**Selected text**.
━━━━━━

Tungsten (W)
Tungsten, with symbol W and atomic number 74, is a whitish-gray metal that is simultaneously hard and brittle. It typically exists in the yellow tungstic oxide, WO3. Tungsten is commonly formed by sintering, and in its pure state retains its hardness yet can be malleable by forging, drawing, or extruding. Of all metals, tungsten has the highest melting point (3,422°C/6,192°F), lowest vapor pressure (at temperatures above 1,650 °C/3,000°F), highest tensile strength, as well as the lowest coefficient of thermal expansion of any pure metal. It also has one of the higher densities at 19.3 g/cc (0.70 lbs/in3). Due to its many unique properties, tungsten plates and sheets are widely used to fabricate parts for commercial, industrial, and military applications. Tungsten alloy and pure tungsten-made electrodes/wires also have a wide variety of applications, mostly utilized in the electrical, electronic, heating, lighting, and welding industries. Tungsten is also utilized to produce heavy metal alloys for armaments, heat sinks, radiation shielding, and weights/counterweights.
Molybdenum (Mo)

━━━━━━

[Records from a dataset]
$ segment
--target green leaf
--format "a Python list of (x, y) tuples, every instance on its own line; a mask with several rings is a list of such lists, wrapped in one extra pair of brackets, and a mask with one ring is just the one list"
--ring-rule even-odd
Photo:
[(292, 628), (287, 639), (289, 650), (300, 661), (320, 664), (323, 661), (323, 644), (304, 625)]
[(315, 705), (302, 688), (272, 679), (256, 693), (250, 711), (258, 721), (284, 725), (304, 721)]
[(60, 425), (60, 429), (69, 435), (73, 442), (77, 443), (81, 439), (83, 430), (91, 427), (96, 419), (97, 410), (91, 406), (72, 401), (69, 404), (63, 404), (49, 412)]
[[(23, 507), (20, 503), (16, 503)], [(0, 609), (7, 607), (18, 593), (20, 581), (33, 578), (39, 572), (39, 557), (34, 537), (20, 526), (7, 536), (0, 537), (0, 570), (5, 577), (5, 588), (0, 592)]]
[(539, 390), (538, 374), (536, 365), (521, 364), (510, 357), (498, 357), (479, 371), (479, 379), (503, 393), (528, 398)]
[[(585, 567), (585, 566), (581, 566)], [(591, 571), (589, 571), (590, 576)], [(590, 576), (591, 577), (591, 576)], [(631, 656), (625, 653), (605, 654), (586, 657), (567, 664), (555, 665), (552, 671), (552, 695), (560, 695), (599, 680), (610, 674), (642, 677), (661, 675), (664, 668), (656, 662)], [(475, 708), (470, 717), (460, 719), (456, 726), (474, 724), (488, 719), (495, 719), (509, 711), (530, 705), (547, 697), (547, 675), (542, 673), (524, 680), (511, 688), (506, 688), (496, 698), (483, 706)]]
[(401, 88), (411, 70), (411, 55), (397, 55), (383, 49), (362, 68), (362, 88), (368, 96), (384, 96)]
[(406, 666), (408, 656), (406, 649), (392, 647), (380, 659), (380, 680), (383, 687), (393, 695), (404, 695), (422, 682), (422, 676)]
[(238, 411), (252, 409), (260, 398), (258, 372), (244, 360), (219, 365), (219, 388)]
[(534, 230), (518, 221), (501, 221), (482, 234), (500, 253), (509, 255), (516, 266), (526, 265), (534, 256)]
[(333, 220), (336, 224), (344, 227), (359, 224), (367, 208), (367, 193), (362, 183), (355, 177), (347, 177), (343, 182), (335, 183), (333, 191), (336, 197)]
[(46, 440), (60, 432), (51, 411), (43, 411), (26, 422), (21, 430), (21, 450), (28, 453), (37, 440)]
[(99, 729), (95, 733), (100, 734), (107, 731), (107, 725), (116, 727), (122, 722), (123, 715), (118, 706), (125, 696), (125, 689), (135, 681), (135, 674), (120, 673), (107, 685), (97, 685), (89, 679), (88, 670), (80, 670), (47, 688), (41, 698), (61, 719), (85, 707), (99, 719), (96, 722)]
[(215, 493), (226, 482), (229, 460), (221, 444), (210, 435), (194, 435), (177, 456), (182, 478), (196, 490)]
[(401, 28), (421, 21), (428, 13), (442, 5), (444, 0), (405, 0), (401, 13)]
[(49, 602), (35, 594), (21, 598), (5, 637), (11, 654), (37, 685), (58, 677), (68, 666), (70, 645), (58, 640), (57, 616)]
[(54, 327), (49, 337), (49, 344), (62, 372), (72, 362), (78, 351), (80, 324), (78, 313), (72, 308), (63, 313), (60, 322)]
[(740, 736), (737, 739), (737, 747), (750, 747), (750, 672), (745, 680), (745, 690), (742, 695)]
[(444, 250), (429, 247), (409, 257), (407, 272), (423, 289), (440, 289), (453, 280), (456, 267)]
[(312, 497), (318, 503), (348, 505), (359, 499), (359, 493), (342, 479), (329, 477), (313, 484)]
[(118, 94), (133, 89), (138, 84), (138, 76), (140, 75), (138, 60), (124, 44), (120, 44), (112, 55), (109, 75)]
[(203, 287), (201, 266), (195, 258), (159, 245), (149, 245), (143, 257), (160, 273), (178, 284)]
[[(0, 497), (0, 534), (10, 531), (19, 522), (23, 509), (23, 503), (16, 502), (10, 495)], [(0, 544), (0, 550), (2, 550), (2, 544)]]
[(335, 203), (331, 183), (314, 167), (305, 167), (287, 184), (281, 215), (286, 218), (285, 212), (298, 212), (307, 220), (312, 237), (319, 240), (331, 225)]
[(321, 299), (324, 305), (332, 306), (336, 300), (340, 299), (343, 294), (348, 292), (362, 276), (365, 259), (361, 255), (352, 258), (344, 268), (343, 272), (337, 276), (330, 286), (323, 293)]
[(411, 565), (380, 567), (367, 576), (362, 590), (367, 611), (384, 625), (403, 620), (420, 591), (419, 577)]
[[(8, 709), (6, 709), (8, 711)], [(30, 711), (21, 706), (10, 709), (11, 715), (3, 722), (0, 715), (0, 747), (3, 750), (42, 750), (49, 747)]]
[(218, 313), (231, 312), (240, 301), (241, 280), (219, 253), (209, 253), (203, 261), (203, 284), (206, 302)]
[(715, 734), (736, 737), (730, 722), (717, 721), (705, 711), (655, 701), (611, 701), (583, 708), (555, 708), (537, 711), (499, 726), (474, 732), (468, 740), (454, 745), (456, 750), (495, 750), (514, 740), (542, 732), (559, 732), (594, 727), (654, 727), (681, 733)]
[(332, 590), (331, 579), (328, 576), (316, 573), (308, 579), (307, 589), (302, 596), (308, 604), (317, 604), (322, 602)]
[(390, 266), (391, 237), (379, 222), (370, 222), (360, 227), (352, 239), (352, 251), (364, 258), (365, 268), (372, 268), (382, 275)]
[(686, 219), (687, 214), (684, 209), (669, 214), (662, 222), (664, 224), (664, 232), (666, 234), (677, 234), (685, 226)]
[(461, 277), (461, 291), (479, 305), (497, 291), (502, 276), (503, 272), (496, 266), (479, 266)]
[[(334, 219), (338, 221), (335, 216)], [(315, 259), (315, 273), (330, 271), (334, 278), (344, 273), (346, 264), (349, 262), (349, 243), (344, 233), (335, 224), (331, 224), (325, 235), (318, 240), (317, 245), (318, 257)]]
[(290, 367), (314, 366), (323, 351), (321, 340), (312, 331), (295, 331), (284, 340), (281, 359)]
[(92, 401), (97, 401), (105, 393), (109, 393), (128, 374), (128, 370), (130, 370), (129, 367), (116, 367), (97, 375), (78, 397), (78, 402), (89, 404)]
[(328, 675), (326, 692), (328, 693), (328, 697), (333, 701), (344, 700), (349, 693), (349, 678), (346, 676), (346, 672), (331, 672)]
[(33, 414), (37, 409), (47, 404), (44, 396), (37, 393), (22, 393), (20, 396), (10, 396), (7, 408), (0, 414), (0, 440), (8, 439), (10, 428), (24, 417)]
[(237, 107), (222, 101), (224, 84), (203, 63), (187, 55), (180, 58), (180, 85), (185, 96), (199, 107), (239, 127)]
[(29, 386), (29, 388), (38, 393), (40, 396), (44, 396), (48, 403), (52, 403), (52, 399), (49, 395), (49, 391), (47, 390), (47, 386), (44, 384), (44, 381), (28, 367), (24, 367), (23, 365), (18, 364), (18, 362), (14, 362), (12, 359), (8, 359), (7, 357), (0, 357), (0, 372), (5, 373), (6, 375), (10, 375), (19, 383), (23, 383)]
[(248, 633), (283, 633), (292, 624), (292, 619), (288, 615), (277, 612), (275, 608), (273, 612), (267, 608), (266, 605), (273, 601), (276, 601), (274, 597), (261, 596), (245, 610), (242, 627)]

━━━━━━

**What this exercise asks**.
- 1) According to the tungsten passage, what is tungsten's melting point?
- 2) Please pick up the text on tungsten and molybdenum at the point where it stops.

**Outputs by task**.
- 1) 3,422°C (6,192°F).

- 2)
Molybdenum, with symbol Mo and atomic number 42, has the 6th highest melting point at 2,623 °C/ 4,753 °F, ranked after tantalum, osmium, rhenium, tungsten, and carbon. Due to its stability and strength at elevated temperatures, molybdenum is the material of choice for many high-temperature components. Other important properties include high thermal conductivity, high electrical conductivity, low coefficient of thermal expansion, resistance to attack by molten metal, compatibility with most glass compositions, thermal shock resistance, high stiffness, resistance to abrasion and wear, and strong bond with glass used in electronic devices. About 86% of molybdenum produced is used in metallurgical applications such as high strength alloys and superalloy, with the rest of molybdenum used as part materials for lighting, medical equipment, materials processing equipment, thermal spray coatings, and aerospace and defense components.
Tungsten Heavy Alloys (WHA)
C&L supplies various grades of W-Ni-Cu and W-Ni-Fe, commonly referred to as tungsten heavy alloys. Pure tungsten is not suitable for mass volume production for density-driven applications due to its brittleness, high cost, and difficulty to shape and process without thermomechanical processing. Tungsten heavy alloy (WHA) is created by taking principally pure tungsten (90-98 weight % range of tungsten content) and combining it with a binder containing transition metals and dissolved tungsten, often W-Ni-Cu and W-Ni-Fe, resulting in a material that provides size and shape flexibility while still preserving pure tungsten’s full density.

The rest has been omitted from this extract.